Quote every entry word for word.
§
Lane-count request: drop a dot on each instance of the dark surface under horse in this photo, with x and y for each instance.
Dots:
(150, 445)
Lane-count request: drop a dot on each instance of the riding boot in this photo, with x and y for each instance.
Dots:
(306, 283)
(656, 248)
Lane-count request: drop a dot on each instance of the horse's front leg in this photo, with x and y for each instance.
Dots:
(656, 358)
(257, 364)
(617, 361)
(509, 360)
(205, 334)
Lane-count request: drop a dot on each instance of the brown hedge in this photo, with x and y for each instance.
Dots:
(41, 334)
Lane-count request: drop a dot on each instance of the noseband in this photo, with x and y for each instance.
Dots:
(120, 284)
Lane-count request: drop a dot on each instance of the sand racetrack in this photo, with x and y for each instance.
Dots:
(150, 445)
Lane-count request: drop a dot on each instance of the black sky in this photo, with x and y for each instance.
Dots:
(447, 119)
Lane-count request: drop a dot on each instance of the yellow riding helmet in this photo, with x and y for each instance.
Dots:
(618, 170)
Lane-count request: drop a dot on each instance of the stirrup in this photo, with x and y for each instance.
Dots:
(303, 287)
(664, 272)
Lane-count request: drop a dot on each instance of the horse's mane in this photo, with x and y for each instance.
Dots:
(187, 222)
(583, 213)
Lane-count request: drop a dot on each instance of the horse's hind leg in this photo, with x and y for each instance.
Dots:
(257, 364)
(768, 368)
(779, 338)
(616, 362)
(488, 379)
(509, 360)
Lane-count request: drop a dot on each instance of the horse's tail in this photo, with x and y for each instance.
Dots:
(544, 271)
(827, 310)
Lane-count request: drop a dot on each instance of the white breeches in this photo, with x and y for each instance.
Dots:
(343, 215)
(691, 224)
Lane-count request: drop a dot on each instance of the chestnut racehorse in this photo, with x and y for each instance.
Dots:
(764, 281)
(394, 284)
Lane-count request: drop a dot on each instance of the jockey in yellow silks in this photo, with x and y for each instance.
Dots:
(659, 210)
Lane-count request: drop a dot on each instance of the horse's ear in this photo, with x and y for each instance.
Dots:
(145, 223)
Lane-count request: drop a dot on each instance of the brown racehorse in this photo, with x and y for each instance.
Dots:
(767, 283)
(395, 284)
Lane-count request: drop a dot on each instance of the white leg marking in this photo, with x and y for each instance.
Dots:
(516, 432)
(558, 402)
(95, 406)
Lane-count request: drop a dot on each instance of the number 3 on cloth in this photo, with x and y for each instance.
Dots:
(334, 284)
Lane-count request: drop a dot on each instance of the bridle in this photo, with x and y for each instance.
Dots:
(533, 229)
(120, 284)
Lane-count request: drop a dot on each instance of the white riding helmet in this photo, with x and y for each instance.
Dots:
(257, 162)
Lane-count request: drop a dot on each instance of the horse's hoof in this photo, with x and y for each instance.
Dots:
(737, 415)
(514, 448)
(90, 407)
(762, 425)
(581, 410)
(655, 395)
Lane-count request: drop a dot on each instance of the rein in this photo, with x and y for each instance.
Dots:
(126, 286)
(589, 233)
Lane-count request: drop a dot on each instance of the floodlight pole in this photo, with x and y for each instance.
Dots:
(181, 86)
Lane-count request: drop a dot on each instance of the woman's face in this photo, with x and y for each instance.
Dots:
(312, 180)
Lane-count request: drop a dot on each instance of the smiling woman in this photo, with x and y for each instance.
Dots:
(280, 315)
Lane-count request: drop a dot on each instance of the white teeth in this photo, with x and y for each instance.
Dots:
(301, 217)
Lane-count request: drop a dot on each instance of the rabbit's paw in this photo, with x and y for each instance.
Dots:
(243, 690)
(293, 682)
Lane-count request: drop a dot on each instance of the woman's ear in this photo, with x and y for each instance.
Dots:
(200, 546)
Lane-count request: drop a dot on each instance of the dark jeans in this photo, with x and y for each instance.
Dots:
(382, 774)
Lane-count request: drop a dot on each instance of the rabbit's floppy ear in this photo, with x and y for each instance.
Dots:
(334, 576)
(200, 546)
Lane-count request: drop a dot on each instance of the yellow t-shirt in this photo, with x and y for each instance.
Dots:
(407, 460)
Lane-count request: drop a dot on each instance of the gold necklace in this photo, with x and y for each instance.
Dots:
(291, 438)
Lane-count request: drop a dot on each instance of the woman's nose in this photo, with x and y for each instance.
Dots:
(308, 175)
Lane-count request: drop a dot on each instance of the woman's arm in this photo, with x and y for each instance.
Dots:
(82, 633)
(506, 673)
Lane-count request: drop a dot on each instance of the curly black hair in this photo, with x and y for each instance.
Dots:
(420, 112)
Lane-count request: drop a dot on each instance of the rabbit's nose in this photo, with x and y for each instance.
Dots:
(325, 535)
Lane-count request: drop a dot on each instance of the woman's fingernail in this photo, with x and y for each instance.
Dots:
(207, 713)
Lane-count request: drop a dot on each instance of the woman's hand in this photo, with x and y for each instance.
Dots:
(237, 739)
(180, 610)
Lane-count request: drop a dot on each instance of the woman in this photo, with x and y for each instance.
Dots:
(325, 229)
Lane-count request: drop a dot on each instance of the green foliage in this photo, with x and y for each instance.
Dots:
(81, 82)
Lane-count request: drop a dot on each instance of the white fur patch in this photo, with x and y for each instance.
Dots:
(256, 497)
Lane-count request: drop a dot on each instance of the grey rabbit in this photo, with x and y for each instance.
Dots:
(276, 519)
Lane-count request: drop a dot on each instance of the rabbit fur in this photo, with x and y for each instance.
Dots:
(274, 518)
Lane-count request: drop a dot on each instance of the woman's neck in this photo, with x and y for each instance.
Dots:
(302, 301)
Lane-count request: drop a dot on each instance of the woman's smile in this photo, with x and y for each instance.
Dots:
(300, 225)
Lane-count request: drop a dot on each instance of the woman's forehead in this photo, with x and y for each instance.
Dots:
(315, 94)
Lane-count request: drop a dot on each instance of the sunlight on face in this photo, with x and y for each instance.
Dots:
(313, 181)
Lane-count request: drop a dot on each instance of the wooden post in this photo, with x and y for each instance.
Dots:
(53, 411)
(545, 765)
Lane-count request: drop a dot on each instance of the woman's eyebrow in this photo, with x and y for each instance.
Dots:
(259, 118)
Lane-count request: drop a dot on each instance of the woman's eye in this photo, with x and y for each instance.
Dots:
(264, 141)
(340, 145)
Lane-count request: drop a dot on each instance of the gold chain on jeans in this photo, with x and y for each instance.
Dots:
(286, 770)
§
SOLUTION TO THIS EXERCISE >>
Lane-count request: drop a dot on each instance of the dark surface under horse in this photo, with x and y for each instance.
Dots:
(150, 445)
Lane-count request: drop a dot on each instance of the riding boot in this photo, with x and y for each instance.
Dots:
(306, 283)
(656, 248)
Lane-count request: drop a dot on each instance of the horse's front leg in this photo, with x and y for each instance.
Dots:
(656, 358)
(257, 364)
(617, 361)
(509, 360)
(205, 334)
Lane-count request: drop a dot on each instance of the brown hedge in this photo, with x and y for each instance.
Dots:
(41, 334)
Lane-count request: drop a dot on each instance of the noseband in this photo, with x and y for each instance.
Dots:
(120, 284)
Lane-count request: drop a dot on each instance of the sand racetrack in this photo, with x and y for each instance.
Dots:
(150, 445)
Lane-count request: drop a dot on each instance of the black sky in this photo, with x and y for each instance.
Dots:
(447, 119)
Lane-count request: drop a dot on each instance of the yellow riding helmet in this photo, with x and y for each instance.
Dots:
(618, 170)
Lane-count request: drop a dot on each instance of the stirrup in this photo, with x and y for each instance.
Dots:
(303, 287)
(664, 272)
Lane-count request: drop a dot on each instance of the horse's mane in this photo, with x and y for each instance.
Dots:
(187, 222)
(583, 213)
Lane-count request: drop a dot on each instance of the horse's hind leg in this photo, with x and y for each instance.
Dots:
(257, 364)
(768, 368)
(779, 338)
(616, 362)
(488, 379)
(509, 360)
Lane-count request: drop a dot on each instance of the horse's tail in this photo, with x and y for each instance.
Dots:
(544, 271)
(827, 310)
Lane-count request: drop a dot on each instance of the white breeches in this photo, with x and y for each instance.
Dots:
(343, 215)
(691, 224)
Lane-count request: drop a dot on each instance of the chestnut racehorse in this photo, with x and y for each instance.
Dots:
(764, 281)
(394, 284)
Lane-count request: drop a dot on each instance of the jockey in yellow silks in this photo, with x and y for each instance.
Dots:
(659, 210)
Lane-count request: drop a dot on each instance of the horse's ear in this photo, with x and y for each instance.
Dots:
(145, 223)
Lane-count request: drop a dot on each instance of the brown racehorse in this photo, with x and y for each instance.
Dots:
(767, 283)
(395, 284)
Lane-count request: drop a dot on each instance of the white leg marking in this photo, with x and y for each instance.
Dots:
(516, 432)
(558, 402)
(95, 406)
Lane-count request: drop a dot on each instance of the number 3 on cloth in this photo, with x and y for each instance.
Dots:
(334, 284)
Lane-count request: drop a dot on each instance of the bridle in this photo, with x and y for each instance.
Dots:
(533, 229)
(120, 284)
Lane-count request: drop a dot on each instance of the white riding helmet in this photo, with x and y for each instance.
Dots:
(257, 162)
Lane-count request: drop a dot on each instance of the horse's hoof in this photo, with x and y for each instance.
Dots:
(737, 415)
(514, 448)
(90, 407)
(762, 425)
(581, 410)
(655, 395)
Lane-count request: drop a dot on each instance of the rein in this photo, with x and y for each instance.
Dots:
(126, 286)
(589, 233)
Lane-count request: drop a dot on each instance of the floodlight pole in this photo, with x and y for each instance.
Dots:
(181, 86)
Lane-count request: drop a dot on each instance of the woman's face in this photo, with x and y for each instance.
Dots:
(312, 180)
Lane-count request: drop a dot on each instance of the smiling woman in this photo, with x and y for each instance.
Dots:
(280, 315)
Lane-count request: drop a dot on each instance of the white teeth in this photo, with x and y for each instance.
Dots:
(301, 217)
Lane-count request: drop a dot on each instance of the rabbit's paw in this photo, with x and y for each instance.
Dots:
(243, 690)
(293, 682)
Lane-count request: drop a dot on each instance of the woman's ear in this photo, with x and y for each instance.
Dots:
(200, 546)
Lane-count request: drop a dot on each instance of the dark jeans in this photo, with x and y for each instance.
Dots:
(382, 774)
Lane-count request: drop a dot on each instance of the rabbit's floppy ear in this photo, with x and y for each instance.
Dots:
(334, 576)
(200, 546)
Lane-count request: drop a dot on each instance of the yellow t-shirt in this photo, with x and y for each instance.
Dots:
(407, 460)
Lane-count request: drop a dot on each instance of the gold necklace in this photo, with x and y for each instance.
Dots:
(291, 438)
Lane-count request: drop a dot on each instance of the woman's nose in this photo, with x and y for each instance.
Dots:
(308, 175)
Lane-count request: drop a dot on each instance of the woman's arm in this photo, with x and y for each instance.
Dots:
(82, 633)
(506, 673)
Lane-count request: drop a dot on each instance of the curly black hair in this photo, with x and y for each instance.
Dots:
(420, 112)
Lane-count request: drop a dot on each instance of the rabbit's nose in this photo, with x and y for each instance.
Dots:
(325, 535)
Lane-count request: drop a dot on each instance of the woman's fingernail in this photo, with x and y for each instance.
Dots:
(207, 713)
Lane-count request: drop a dot on each instance of the woman's hand in this photo, with x and y for each instance.
Dots:
(237, 739)
(180, 610)
Lane-count request: drop a dot on each instance of the woman in this photo, with x and y for each instance.
Dots:
(325, 229)
Lane-count request: drop a dot on each instance of the green foliage in this photo, with x and y for each instance.
Dots:
(81, 82)
Lane-count request: drop a dot on each instance of the white fur patch in this photo, with x and y for each instance.
Dots:
(256, 497)
Lane-count request: drop a dot on each instance of the grey rabbit in this photo, with x and y for each instance.
Dots:
(276, 519)
Lane-count request: drop a dot on each instance of the rabbit fur in this photo, with x and y for each instance.
Dots:
(274, 518)
Lane-count request: drop a dot on each instance of the woman's neck in this photo, with x and y for each instance.
Dots:
(302, 301)
Lane-count request: drop a dot on each instance of the woman's smile in this photo, with x and y for each instance.
Dots:
(300, 225)
Lane-count request: drop a dot on each instance of the woman's forehead in this photo, with x and y for each instance.
Dots:
(315, 94)
Lane-count request: drop a dot on each instance of the sunlight on face in this photo, with x and y for each instance.
Dots:
(313, 181)
Lane-count request: drop a dot on each instance of the wooden post in this photo, with x and y for each instance.
Dots:
(53, 411)
(545, 765)
Lane-count request: drop a dot on each instance of the woman's eyebrow in this photo, with x and y for each instance.
Dots:
(259, 118)
Lane-count request: drop a dot on each instance of the woman's eye in this photo, with x and y for each instance.
Dots:
(264, 141)
(340, 145)
Lane-count request: drop a dot on each instance of the gold chain on jeans in this photo, with x and y for each instance.
Dots:
(286, 770)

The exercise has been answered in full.